§ RECORD EXCERPTS
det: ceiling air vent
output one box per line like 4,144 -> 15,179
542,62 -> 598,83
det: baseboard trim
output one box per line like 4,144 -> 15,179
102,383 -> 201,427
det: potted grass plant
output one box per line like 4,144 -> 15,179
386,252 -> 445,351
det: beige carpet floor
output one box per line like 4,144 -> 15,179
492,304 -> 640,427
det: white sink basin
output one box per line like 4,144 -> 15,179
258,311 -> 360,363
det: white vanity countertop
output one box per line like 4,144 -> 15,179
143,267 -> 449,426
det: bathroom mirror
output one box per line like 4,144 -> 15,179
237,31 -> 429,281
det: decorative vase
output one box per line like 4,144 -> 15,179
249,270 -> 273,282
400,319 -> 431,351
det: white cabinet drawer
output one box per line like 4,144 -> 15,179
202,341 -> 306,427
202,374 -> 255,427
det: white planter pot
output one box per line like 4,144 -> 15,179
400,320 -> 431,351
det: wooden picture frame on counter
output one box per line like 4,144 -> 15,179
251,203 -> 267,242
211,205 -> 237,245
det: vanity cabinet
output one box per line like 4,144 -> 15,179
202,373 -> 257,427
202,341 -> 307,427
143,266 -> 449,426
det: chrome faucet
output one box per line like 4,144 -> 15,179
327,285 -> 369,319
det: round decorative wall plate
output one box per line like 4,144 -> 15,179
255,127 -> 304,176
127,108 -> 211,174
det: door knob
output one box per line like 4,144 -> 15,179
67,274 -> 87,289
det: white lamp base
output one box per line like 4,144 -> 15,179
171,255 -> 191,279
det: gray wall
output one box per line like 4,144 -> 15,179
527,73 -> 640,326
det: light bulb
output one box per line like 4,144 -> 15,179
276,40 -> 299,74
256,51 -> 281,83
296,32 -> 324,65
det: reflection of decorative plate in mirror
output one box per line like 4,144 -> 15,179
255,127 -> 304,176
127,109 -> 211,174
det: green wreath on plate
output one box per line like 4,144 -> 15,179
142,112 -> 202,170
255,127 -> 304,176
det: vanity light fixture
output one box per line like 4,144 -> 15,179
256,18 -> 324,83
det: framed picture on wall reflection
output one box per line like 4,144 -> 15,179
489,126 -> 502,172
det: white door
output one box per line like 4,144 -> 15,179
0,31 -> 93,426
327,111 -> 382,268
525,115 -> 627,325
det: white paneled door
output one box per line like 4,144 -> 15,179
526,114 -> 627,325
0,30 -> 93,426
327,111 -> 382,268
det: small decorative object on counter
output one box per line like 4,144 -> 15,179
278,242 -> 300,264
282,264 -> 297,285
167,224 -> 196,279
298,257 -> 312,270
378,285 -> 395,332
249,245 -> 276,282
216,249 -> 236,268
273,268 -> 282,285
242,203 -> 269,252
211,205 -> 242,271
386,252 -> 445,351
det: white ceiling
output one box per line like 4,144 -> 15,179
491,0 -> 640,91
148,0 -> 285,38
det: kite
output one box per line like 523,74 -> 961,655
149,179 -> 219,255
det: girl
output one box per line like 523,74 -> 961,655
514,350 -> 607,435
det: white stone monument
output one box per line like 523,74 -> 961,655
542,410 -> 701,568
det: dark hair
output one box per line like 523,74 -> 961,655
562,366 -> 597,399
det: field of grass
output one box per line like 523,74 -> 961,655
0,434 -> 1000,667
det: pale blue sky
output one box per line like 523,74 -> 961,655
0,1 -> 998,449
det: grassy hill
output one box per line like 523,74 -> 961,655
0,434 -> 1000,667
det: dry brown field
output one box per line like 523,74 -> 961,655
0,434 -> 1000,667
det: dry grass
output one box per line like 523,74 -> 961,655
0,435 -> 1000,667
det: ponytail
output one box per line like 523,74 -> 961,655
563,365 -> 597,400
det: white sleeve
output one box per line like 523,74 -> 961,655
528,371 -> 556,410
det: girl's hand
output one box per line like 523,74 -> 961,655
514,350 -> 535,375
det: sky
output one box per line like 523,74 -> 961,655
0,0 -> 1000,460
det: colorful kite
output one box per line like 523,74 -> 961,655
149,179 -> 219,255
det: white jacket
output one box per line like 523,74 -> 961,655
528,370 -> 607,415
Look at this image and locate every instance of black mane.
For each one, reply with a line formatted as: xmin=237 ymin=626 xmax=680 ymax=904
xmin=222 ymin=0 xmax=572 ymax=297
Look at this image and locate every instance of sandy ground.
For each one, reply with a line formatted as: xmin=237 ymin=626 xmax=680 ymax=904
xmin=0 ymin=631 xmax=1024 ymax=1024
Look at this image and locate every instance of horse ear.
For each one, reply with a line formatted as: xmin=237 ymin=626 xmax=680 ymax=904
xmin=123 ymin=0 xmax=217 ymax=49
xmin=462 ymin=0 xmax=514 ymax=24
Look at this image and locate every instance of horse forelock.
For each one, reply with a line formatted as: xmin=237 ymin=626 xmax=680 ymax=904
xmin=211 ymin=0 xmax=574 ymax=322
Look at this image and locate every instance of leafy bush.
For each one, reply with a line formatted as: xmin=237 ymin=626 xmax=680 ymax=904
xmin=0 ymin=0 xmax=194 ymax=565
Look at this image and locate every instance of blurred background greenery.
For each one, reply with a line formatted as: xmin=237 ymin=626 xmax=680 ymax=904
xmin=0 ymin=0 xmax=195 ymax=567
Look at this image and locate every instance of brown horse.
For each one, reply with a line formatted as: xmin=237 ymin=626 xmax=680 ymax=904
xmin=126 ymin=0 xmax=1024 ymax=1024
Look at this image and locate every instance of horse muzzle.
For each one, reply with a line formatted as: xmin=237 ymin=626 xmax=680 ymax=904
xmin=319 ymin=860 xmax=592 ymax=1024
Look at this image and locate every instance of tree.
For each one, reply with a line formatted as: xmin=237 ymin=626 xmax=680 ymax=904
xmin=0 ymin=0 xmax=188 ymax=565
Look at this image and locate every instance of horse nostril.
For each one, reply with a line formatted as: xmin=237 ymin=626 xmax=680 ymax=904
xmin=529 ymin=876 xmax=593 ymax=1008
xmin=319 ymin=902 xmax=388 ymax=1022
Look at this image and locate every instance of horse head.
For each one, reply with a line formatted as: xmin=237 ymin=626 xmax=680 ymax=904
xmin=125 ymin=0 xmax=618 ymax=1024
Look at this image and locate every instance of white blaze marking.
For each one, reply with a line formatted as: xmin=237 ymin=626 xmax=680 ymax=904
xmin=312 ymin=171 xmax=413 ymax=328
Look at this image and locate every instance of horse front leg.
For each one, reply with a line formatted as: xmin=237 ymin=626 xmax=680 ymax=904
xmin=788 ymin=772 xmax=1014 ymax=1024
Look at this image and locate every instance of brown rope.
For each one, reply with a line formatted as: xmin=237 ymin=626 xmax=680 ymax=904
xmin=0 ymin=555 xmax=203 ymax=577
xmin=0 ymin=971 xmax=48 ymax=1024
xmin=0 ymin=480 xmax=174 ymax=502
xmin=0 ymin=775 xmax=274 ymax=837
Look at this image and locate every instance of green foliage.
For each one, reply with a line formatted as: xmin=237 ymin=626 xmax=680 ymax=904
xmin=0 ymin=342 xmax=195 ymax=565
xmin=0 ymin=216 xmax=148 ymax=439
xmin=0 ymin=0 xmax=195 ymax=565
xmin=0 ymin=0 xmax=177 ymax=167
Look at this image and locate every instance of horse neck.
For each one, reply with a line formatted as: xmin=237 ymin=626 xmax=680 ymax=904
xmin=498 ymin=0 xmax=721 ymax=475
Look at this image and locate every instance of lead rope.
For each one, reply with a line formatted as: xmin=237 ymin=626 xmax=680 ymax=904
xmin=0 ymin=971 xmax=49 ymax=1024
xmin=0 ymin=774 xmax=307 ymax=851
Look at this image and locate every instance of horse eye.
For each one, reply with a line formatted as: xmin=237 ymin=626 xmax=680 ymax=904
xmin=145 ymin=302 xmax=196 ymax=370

§ WHAT YOU WILL DO
Rewrite all the records above as a JSON list of strings, one string per line, leaving out any blank lines.

§ ANSWER TO THE PROBLEM
[
  "det: ceiling air vent",
  "output one box per line like 4,144 -> 15,179",
  "542,62 -> 598,83",
  "det: baseboard trim",
  "output one box per line like 4,144 -> 15,179",
  "102,383 -> 201,427",
  "det: potted grass plant",
  "output one box per line like 4,144 -> 15,179",
  "386,252 -> 445,351",
  "det: beige carpet floor",
  "output one box per line like 4,144 -> 15,179",
  "492,304 -> 640,427",
  "det: white sink basin",
  "output one box per line like 4,144 -> 15,179",
  "258,311 -> 360,363",
  "det: white vanity countertop",
  "output one box per line like 4,144 -> 15,179",
  "143,267 -> 449,426",
  "det: bathroom mirror",
  "output one box per line like 4,144 -> 15,179",
  "237,31 -> 429,281",
  "det: decorative vase",
  "output one box per line like 4,144 -> 15,179",
  "249,270 -> 273,282",
  "400,319 -> 431,351",
  "det: white cabinet drawer",
  "output one box per line like 4,144 -> 15,179",
  "202,341 -> 306,427",
  "202,374 -> 255,427",
  "det: white planter pot",
  "output one box per line like 4,144 -> 15,179",
  "400,320 -> 431,351",
  "det: wooden picture frame on counter",
  "output one box per line like 4,144 -> 15,179",
  "251,203 -> 267,242",
  "211,205 -> 237,245",
  "det: vanity cabinet",
  "output one box per line like 4,144 -> 15,179",
  "202,373 -> 257,427",
  "202,341 -> 307,427",
  "143,266 -> 449,426",
  "det: chrome faucet",
  "output one box per line like 4,144 -> 15,179",
  "327,285 -> 369,319",
  "det: round decorative wall plate",
  "output one box per line like 4,144 -> 15,179",
  "255,127 -> 304,176",
  "127,108 -> 211,174",
  "det: door knob",
  "output one box per line like 4,144 -> 15,179",
  "67,274 -> 87,289",
  "det: white lamp base",
  "output one box per line like 4,144 -> 15,179",
  "171,255 -> 191,279",
  "det: gray wall",
  "output one box per line like 4,144 -> 15,179",
  "527,73 -> 640,326",
  "det: light bulb",
  "output one box per line like 4,144 -> 15,179",
  "276,40 -> 299,74",
  "256,51 -> 281,83",
  "296,32 -> 324,65",
  "det: reflection of decorative plate in mirror",
  "output one box per line like 4,144 -> 15,179",
  "255,127 -> 304,176",
  "127,109 -> 211,174",
  "det: green wreath on plate",
  "output one box per line like 4,144 -> 15,179",
  "142,112 -> 202,170",
  "255,127 -> 304,176",
  "det: vanity light fixture",
  "output one box per line like 4,144 -> 15,179",
  "256,18 -> 324,83",
  "det: framed picture on wall reflection",
  "output one box per line like 4,144 -> 15,179",
  "489,126 -> 502,172",
  "det: white door",
  "output one box per line like 4,144 -> 15,179",
  "0,31 -> 93,426",
  "327,111 -> 382,268",
  "525,115 -> 627,325",
  "det: white paneled door",
  "output one box per line like 4,144 -> 15,179",
  "526,114 -> 627,325",
  "0,30 -> 93,426",
  "327,111 -> 382,268",
  "det: small decorative object on counter",
  "output one box per line like 4,144 -> 15,179",
  "278,242 -> 300,264",
  "282,264 -> 297,285",
  "167,224 -> 196,279",
  "298,257 -> 312,270",
  "378,285 -> 395,332",
  "249,245 -> 276,282",
  "216,249 -> 236,268",
  "273,268 -> 282,285",
  "242,203 -> 269,252",
  "211,205 -> 242,271",
  "386,252 -> 445,351",
  "det: white ceiling",
  "output one box per line like 4,144 -> 15,179",
  "491,0 -> 640,91",
  "148,0 -> 285,38",
  "det: kite",
  "output one box per line like 523,74 -> 961,655",
  "149,179 -> 219,255",
  "det: girl",
  "output one box per line like 523,74 -> 961,655",
  "514,350 -> 607,435",
  "det: white stone monument",
  "output one box per line like 523,74 -> 961,655",
  "542,410 -> 701,568",
  "det: dark hair",
  "output one box per line like 523,74 -> 961,655",
  "562,366 -> 597,399",
  "det: field of grass",
  "output one box per line like 523,74 -> 961,655",
  "0,434 -> 1000,667",
  "det: pale blue sky",
  "output one box per line like 523,74 -> 961,655",
  "0,1 -> 998,449",
  "det: grassy hill",
  "output one box per line like 523,74 -> 961,655",
  "0,434 -> 1000,667",
  "det: dry brown field",
  "output one box per line like 523,74 -> 961,655",
  "0,434 -> 1000,667",
  "det: dry grass",
  "output one box per line like 523,74 -> 961,655",
  "0,435 -> 1000,667",
  "det: ponytail",
  "output one box per line like 523,74 -> 961,655",
  "563,365 -> 597,400",
  "det: white sleeve",
  "output one box per line like 523,74 -> 961,655",
  "528,371 -> 556,410",
  "det: girl's hand",
  "output one box per line like 523,74 -> 961,655",
  "514,350 -> 535,375",
  "det: sky",
  "output one box per line like 523,74 -> 961,655",
  "0,0 -> 1000,460",
  "det: colorful kite",
  "output one box per line like 523,74 -> 961,655",
  "149,179 -> 219,255",
  "det: white jacket",
  "output one box per line like 523,74 -> 961,655",
  "528,370 -> 607,415",
  "Look at this image and locate every instance of black mane.",
  "For each one, reply with a line formatted as: xmin=237 ymin=626 xmax=680 ymax=904",
  "xmin=222 ymin=0 xmax=572 ymax=297",
  "Look at this image and locate every instance of sandy ground.",
  "For each one, reply with a line formatted as: xmin=237 ymin=626 xmax=680 ymax=904",
  "xmin=0 ymin=631 xmax=1024 ymax=1024",
  "Look at this image and locate every instance of horse ear.",
  "For each one, reply with a line formatted as: xmin=237 ymin=626 xmax=680 ymax=904",
  "xmin=123 ymin=0 xmax=217 ymax=49",
  "xmin=462 ymin=0 xmax=514 ymax=24",
  "Look at this image and locate every instance of horse forelock.",
  "For each one, reply with a line formatted as: xmin=237 ymin=626 xmax=680 ymax=904",
  "xmin=211 ymin=0 xmax=574 ymax=322",
  "Look at this image and locate every instance of leafy bush.",
  "For each one, reply with a line formatted as: xmin=237 ymin=626 xmax=680 ymax=904",
  "xmin=0 ymin=0 xmax=194 ymax=565",
  "Look at this image and locate every instance of blurred background greenery.",
  "For each one, reply with a line formatted as: xmin=237 ymin=626 xmax=680 ymax=904",
  "xmin=0 ymin=0 xmax=195 ymax=567",
  "Look at this image and locate every instance of brown horse.",
  "For each one, reply with a line formatted as: xmin=237 ymin=626 xmax=680 ymax=904",
  "xmin=126 ymin=0 xmax=1024 ymax=1024",
  "Look at this image and locate every instance of horse muzzle.",
  "For each one, reply with a line formatted as: xmin=237 ymin=626 xmax=680 ymax=904",
  "xmin=319 ymin=860 xmax=592 ymax=1024",
  "Look at this image and locate every instance of tree.",
  "For each one, reply with a line formatted as: xmin=237 ymin=626 xmax=680 ymax=904",
  "xmin=0 ymin=0 xmax=188 ymax=565",
  "Look at this image and locate every instance of horse nostril.",
  "For each one, reply with a line formatted as: xmin=237 ymin=626 xmax=680 ymax=904",
  "xmin=529 ymin=876 xmax=593 ymax=1008",
  "xmin=319 ymin=902 xmax=388 ymax=1022",
  "Look at this image and locate every instance of horse head.",
  "For each one, reply with a line formatted as: xmin=237 ymin=626 xmax=680 ymax=904",
  "xmin=125 ymin=0 xmax=618 ymax=1024",
  "Look at this image and locate every instance of white blaze marking.",
  "For each one, reply with a line formatted as: xmin=237 ymin=626 xmax=680 ymax=904",
  "xmin=312 ymin=171 xmax=413 ymax=328",
  "Look at this image and locate every instance of horse front leg.",
  "For each one, reply with a line formatted as: xmin=237 ymin=626 xmax=680 ymax=904",
  "xmin=788 ymin=772 xmax=1014 ymax=1024",
  "Look at this image and locate every instance of brown rope.",
  "For each one, reply with a line formatted as: xmin=237 ymin=626 xmax=680 ymax=904",
  "xmin=0 ymin=555 xmax=203 ymax=577",
  "xmin=0 ymin=971 xmax=48 ymax=1024",
  "xmin=0 ymin=480 xmax=174 ymax=502",
  "xmin=0 ymin=775 xmax=274 ymax=837",
  "Look at this image and locate every instance of green foliage.",
  "For each one, reply with a line formatted as: xmin=237 ymin=626 xmax=680 ymax=904",
  "xmin=0 ymin=342 xmax=195 ymax=565",
  "xmin=0 ymin=216 xmax=148 ymax=439",
  "xmin=0 ymin=0 xmax=195 ymax=565",
  "xmin=0 ymin=0 xmax=177 ymax=167",
  "Look at this image and locate every instance of horse neck.",
  "For each one, reply with a line formatted as: xmin=237 ymin=626 xmax=680 ymax=904",
  "xmin=498 ymin=0 xmax=721 ymax=475",
  "Look at this image and locate every instance of lead rope.",
  "For each one, reply with a line formatted as: xmin=237 ymin=626 xmax=680 ymax=904",
  "xmin=0 ymin=971 xmax=49 ymax=1024",
  "xmin=0 ymin=774 xmax=307 ymax=851",
  "Look at this image and locate every instance of horse eye.",
  "For each one, reply with a line formatted as: xmin=237 ymin=626 xmax=680 ymax=904",
  "xmin=145 ymin=302 xmax=196 ymax=370"
]